→ GOAL OF THE EXERCISE
Convert the rows below into a two-column CSV with the header input,output. Give one line per row, with its text under input and its answer under output, each in a single quoted field with line breaks replaced by spaces.

→ INPUT ROWS

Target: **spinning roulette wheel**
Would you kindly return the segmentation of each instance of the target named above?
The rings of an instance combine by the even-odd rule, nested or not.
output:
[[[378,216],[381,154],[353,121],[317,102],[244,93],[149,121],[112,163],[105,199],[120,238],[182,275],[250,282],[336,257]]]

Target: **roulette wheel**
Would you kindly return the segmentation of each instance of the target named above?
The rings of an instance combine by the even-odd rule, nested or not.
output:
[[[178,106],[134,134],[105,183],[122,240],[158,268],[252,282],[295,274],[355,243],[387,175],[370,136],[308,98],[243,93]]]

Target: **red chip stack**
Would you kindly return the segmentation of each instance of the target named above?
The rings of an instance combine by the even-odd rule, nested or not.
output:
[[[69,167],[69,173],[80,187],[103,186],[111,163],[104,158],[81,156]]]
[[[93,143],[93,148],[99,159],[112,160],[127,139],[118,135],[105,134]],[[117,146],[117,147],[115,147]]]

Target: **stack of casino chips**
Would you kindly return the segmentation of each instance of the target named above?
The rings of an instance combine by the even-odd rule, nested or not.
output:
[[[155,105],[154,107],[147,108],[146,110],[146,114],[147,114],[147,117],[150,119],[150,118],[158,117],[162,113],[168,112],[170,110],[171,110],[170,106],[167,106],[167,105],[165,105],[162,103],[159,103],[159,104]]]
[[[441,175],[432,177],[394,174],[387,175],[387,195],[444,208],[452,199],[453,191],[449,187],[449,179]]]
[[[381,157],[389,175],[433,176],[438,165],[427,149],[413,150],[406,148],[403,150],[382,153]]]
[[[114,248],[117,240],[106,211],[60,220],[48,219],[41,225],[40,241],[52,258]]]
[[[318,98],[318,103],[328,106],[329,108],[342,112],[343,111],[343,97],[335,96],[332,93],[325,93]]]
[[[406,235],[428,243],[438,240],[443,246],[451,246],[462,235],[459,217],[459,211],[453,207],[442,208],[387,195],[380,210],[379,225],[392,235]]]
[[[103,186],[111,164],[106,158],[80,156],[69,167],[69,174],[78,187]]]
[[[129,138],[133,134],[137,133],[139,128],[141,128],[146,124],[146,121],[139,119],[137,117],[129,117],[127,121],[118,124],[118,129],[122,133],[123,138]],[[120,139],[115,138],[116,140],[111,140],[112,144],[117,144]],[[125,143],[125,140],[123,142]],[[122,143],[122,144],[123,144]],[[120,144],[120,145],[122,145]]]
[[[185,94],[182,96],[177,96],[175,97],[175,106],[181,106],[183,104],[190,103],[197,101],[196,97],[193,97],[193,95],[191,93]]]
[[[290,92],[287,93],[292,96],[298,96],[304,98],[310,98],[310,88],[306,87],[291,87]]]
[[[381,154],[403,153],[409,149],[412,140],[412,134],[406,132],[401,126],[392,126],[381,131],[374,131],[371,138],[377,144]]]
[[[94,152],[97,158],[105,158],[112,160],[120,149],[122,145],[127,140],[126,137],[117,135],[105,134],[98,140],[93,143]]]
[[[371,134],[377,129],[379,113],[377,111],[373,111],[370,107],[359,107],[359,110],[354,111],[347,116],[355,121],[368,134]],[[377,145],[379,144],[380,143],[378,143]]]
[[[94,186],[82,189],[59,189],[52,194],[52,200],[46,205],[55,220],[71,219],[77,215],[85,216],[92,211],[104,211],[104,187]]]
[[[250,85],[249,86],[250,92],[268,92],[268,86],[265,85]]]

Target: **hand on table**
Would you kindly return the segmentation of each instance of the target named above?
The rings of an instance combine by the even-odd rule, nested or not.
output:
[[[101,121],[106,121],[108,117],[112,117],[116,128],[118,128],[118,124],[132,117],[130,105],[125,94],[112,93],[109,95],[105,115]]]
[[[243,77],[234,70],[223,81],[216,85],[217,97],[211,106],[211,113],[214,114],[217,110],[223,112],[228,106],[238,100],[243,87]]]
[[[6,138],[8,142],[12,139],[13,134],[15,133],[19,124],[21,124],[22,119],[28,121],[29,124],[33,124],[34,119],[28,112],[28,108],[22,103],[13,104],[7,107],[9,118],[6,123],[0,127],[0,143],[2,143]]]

→ OUTPUT
input,output
"Target: **spinning roulette wheel** Would you kindly return the segmentation of each instance of the target named above? The rings of an instance combine by the even-odd rule, nested or not. output:","[[[378,216],[381,154],[353,121],[317,102],[244,93],[149,121],[112,163],[105,199],[120,238],[182,275],[250,282],[336,257]]]"
"Target: **roulette wheel** Would you kindly return the segmentation of each instance of the target named above? The rings of an instance combine by the even-odd rule, nested or not. output:","[[[178,106],[134,134],[105,183],[122,240],[158,268],[252,282],[295,274],[355,243],[387,175],[370,136],[308,98],[243,93]]]"
"Target: **red chip stack** Would you kindly return the segmentation of each instance of the target named above? The rings of an instance combine by the even-odd rule, nested or not. output:","[[[69,167],[69,173],[80,187],[103,186],[111,163],[104,158],[81,156]]] [[[93,143],[93,148],[99,159],[112,160],[127,139],[118,135],[105,134]],[[117,146],[117,147],[115,147]]]"
"Target: **stack of casino chips** Would you kindly return the segmentation of each instance of the target named above? The rings of an instance combine by the even-odd rule, nested or not. output:","[[[155,105],[154,107],[147,108],[146,110],[146,114],[147,114],[147,117],[150,119],[150,118],[158,117],[162,113],[168,112],[170,110],[171,110],[170,106],[167,106],[167,105],[165,105],[162,103],[159,103],[159,104]]] [[[441,175],[432,177],[394,174],[387,175],[387,195],[444,208],[452,199],[453,191],[449,187],[449,179]]] [[[381,157],[389,175],[433,176],[438,165],[427,149],[413,150],[406,148],[403,150],[382,153]]] [[[114,248],[117,240],[106,211],[60,220],[48,219],[41,225],[40,241],[52,258]]] [[[318,98],[318,103],[328,106],[329,108],[342,112],[343,111],[343,97],[335,96],[332,93],[325,93]]] [[[406,235],[428,243],[438,240],[443,246],[451,246],[462,235],[459,217],[459,211],[453,207],[442,208],[387,195],[380,210],[379,225],[392,235]]] [[[103,186],[111,164],[106,158],[80,156],[69,167],[69,174],[78,187]]] [[[129,138],[133,134],[137,133],[139,128],[141,128],[146,124],[146,121],[139,119],[137,117],[129,117],[127,121],[118,124],[118,129],[122,133],[123,138]],[[120,139],[115,138],[116,140],[111,140],[112,144],[117,144]],[[125,143],[125,140],[123,142]],[[122,143],[122,144],[123,144]],[[120,144],[120,145],[122,145]]] [[[185,94],[182,96],[177,96],[175,97],[175,106],[181,106],[183,104],[190,103],[197,101],[196,97],[193,97],[193,95],[191,93]]] [[[290,92],[287,93],[292,96],[298,96],[304,98],[310,98],[310,88],[306,87],[291,87]]] [[[381,154],[403,153],[409,149],[412,140],[412,134],[406,132],[401,126],[392,126],[381,131],[374,131],[371,138],[377,144]]] [[[94,152],[97,158],[105,158],[112,160],[120,149],[122,145],[127,140],[126,137],[117,135],[105,134],[98,140],[93,143]]] [[[371,134],[377,129],[379,113],[377,111],[373,111],[370,107],[359,107],[359,110],[354,111],[347,116],[355,121],[368,134]],[[377,145],[379,144],[380,143],[378,143]]] [[[94,186],[82,189],[59,189],[52,194],[52,200],[46,205],[55,220],[71,219],[77,215],[85,216],[92,211],[104,211],[104,187]]] [[[250,85],[249,86],[250,92],[268,92],[268,86],[265,85]]]"
"Target: **hand on table** Would you kindly return the segmentation of each instance of the target named above? The rings of an instance combine by the even-odd rule, nested or not. output:","[[[101,121],[106,121],[108,117],[112,117],[116,128],[118,128],[118,124],[132,117],[130,105],[125,94],[112,93],[109,95],[105,115]]] [[[243,77],[234,70],[223,81],[216,85],[217,97],[211,106],[211,113],[214,114],[217,110],[223,112],[228,106],[238,100],[243,87]]] [[[6,138],[8,142],[12,139],[13,134],[15,133],[19,124],[21,124],[22,119],[28,121],[29,124],[33,124],[34,119],[28,112],[28,108],[22,103],[13,104],[7,107],[9,118],[6,123],[0,127],[0,143],[2,143]]]"